» Problem to work on
Write out every line of the items below as a numbered list, skipping blank lines and leaving out the pictures.

» Data

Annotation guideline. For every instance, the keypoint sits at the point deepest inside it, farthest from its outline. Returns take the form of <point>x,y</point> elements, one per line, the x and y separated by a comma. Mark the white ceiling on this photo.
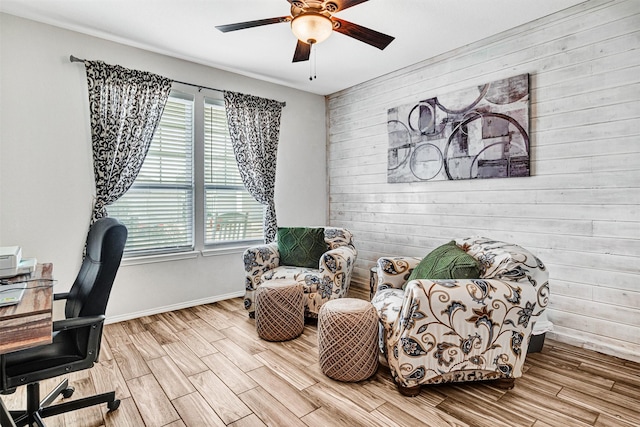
<point>186,29</point>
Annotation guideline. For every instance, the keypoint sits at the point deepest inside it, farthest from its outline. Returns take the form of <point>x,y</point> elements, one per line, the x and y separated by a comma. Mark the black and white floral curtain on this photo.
<point>254,127</point>
<point>125,107</point>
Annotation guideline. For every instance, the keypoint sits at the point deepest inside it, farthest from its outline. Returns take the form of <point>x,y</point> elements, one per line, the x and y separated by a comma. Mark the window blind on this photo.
<point>158,209</point>
<point>231,213</point>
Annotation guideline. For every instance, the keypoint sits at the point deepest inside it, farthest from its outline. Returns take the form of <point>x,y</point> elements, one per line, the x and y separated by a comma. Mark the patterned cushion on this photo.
<point>301,246</point>
<point>446,262</point>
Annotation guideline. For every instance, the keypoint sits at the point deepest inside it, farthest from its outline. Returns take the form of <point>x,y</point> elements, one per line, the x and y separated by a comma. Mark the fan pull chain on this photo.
<point>312,63</point>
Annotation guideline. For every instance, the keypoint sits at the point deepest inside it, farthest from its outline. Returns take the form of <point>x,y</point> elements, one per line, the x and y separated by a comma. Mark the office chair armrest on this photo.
<point>61,295</point>
<point>77,322</point>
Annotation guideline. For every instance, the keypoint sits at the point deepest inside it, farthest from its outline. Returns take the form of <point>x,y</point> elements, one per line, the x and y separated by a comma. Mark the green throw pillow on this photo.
<point>446,262</point>
<point>301,246</point>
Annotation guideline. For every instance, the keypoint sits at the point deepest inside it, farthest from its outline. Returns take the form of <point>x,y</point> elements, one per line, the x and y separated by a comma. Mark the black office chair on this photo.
<point>76,339</point>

» The completed task
1. Annotation guideline. For every instance, the keypoint sits at the point deepest inside it, farthest from its outline. Returns take the form of <point>x,y</point> elements, one per line, the x and y separated by a comma. Mark the white ceiling on this photo.
2. <point>186,29</point>
3. Annotation guideline. For every instance, the keypoint sits at the point deepest inside it, farthest from its outline. Returns take the form of <point>x,y</point> elements, one per line, the x and y separated by a comma. Mark the black and white floral curtain on this photo.
4. <point>254,127</point>
5. <point>125,107</point>
6. Annotation guideline. For every instance, the keypoint sits at the point deepest inside it, farthest from its outline. Returns take the form of <point>x,y</point> elements, one per line, the x and y separated by a comma. Mark the window blind on this photo.
7. <point>158,209</point>
8. <point>231,213</point>
9. Annotation guideline. For every instance, the keypoint sits at the point deepest inside it, farthest from its outline. Returns take the form of <point>x,y</point> elements, one per line, the x and y separated by a comma. Mark the patterned cushion on this photo.
10. <point>301,246</point>
11. <point>446,262</point>
12. Annotation guideline. For every instance, the keypoint sits at the point deepest inside it, farthest from its outline. Returns take the form of <point>x,y</point> elements, one per line, the x and y separated by a comma. Mark the fan pull chain on this photo.
13. <point>312,63</point>
14. Annotation guideline. For every instance, the keypoint sits at the point deepest inside it, farthest from its outline. Returns take the form of <point>x,y</point> elements, one per line, the x and y separated by a comma. Mark the office chair armrest on this photo.
15. <point>61,295</point>
16. <point>77,322</point>
17. Annotation guideline. For every instance, the keypoint sits at the point deepest inside it, farthest from its outline. Returns take the form of <point>x,y</point> elements, one per line, the x and y separated by a comma. Mark the green throw pillow on this photo.
18. <point>446,262</point>
19. <point>301,246</point>
20. Annotation guideline. For every instance, the keypoint sits at the point deepest inside it, farthest from its outline. Returns take the form of <point>x,y</point> elements, one per line, the x and y separated by a comma. Mark the black office chair on this photo.
21. <point>76,339</point>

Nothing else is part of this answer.